▸ **TEXT SECTION**:

Documenting Behavior

Views present structural information about the system. However, structural information is not sufficient to allow reasoning about some system properties.

DOCUMENTING BEHAVIOR

 

Views present structural information about the system. However, structural information is not sufficient to allow reasoning about some system properties. Reasoning about deadlock, for example, depends on understanding the sequence of interactions among the elements, and structural information alone does not present this sequencing information. Behavior descriptions add information that reveals the ordering of interactions among the elements, opportunities for concurrency, and time dependencies of interactions (at a specific time or after a period of time).

 

Behavior can be documented either about an element or about an ensemble of elements working in concert. Exactly what to model will depend on the type of system being designed. For example, if it is a real-time embedded system, you will need to say a lot about timing properties and the time of events. In a banking system, the sequence of events (e.g., atomic transactions and rollback procedures) is more important than the actual time of events being considered. Different modeling techniques and notations are used depending on the type of analysis to be performed. In UML, sequence diagrams and statecharts are examples of behavioral descriptions. These notations are widely used.

 

Statecharts are a formalism developed in the 1980s for describing reactive systems. They add a number of useful extensions to traditional state diagrams such as nesting of state and "and" states, which provide the expressive power to model abstraction and concurrency. Statecharts allow reasoning about the totality of the system. All of the states are assumed to be represented and the analysis techniques are general with respect to the system. That is, it is possible to answer a question such as Will the response time to this stimulus always be less than 0.5 seconds?

 

A sequence diagram documents a sequence of stimuli exchanges. It presents a collaboration in terms of component instances and their interactions and shows the interaction arranged in time sequence. The vertical dimension represents time and the horizontal dimension represents different components. Sequence diagrams allow reasoning based on a particular usage scenario. They show how the system reacts to a particular stimulus and represent a choice of paths through the system. They make it possible to answer a question such as What parallel activities occur when the system is responding to these specific stimuli under these specific conditions?

▸ **GIVEN EXERCISE A**: Convert the records in the stretch from the line containing "If you could tag the short" through the end of the records into a two-column CSV with columns named request and answer. Give one row per request, and put its text and its answer each in a single quoted field, with any line breaks turned into spaces.

▸ **DATA ENTRIES**:
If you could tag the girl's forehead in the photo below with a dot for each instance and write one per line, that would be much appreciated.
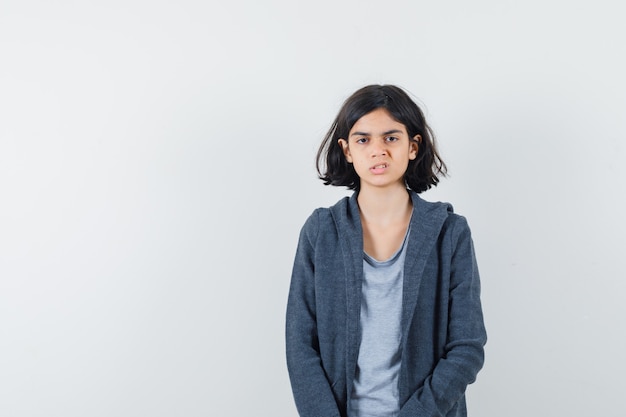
(378, 119)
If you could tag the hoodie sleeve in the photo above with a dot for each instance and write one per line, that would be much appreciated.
(466, 336)
(311, 390)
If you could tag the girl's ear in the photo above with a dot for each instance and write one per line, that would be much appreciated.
(346, 149)
(414, 146)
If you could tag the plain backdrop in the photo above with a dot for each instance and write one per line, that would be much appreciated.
(157, 163)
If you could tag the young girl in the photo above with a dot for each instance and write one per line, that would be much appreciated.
(384, 315)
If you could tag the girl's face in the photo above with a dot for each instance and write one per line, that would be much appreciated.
(380, 149)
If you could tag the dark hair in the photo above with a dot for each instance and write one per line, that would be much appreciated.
(422, 173)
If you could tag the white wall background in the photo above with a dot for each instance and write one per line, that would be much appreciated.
(156, 165)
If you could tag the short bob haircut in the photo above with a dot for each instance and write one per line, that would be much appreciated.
(422, 173)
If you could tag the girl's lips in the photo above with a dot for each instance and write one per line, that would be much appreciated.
(378, 169)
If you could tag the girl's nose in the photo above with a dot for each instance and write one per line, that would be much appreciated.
(379, 150)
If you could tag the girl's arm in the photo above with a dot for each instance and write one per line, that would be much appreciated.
(311, 389)
(464, 353)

▸ **GIVEN EXERCISE B**:
Answer these questions about the text on documenting behavior:
(i) In what decade were statecharts developed?
(ii) In a sequence diagram, what does the vertical dimension represent?
(iii) In a banking system, what is more important than the actual time of events?

▸ **RESULT A**:
request,answer
"If you could tag the short bob haircut in the photo above with a dot for each instance and write one per line, that would be much appreciated.","(422, 173)"
"If you could tag the girl's lips in the photo above with a dot for each instance and write one per line, that would be much appreciated.","(378, 169)"
"If you could tag the girl's nose in the photo above with a dot for each instance and write one per line, that would be much appreciated.","(379, 150)"
"If you could tag the girl's arm in the photo above with a dot for each instance and write one per line, that would be much appreciated.","(311, 389) (464, 353)"

▸ **RESULT B**:
(i) The 1980s.
(ii) Time.
(iii) The sequence of events, such as atomic transactions and rollback procedures.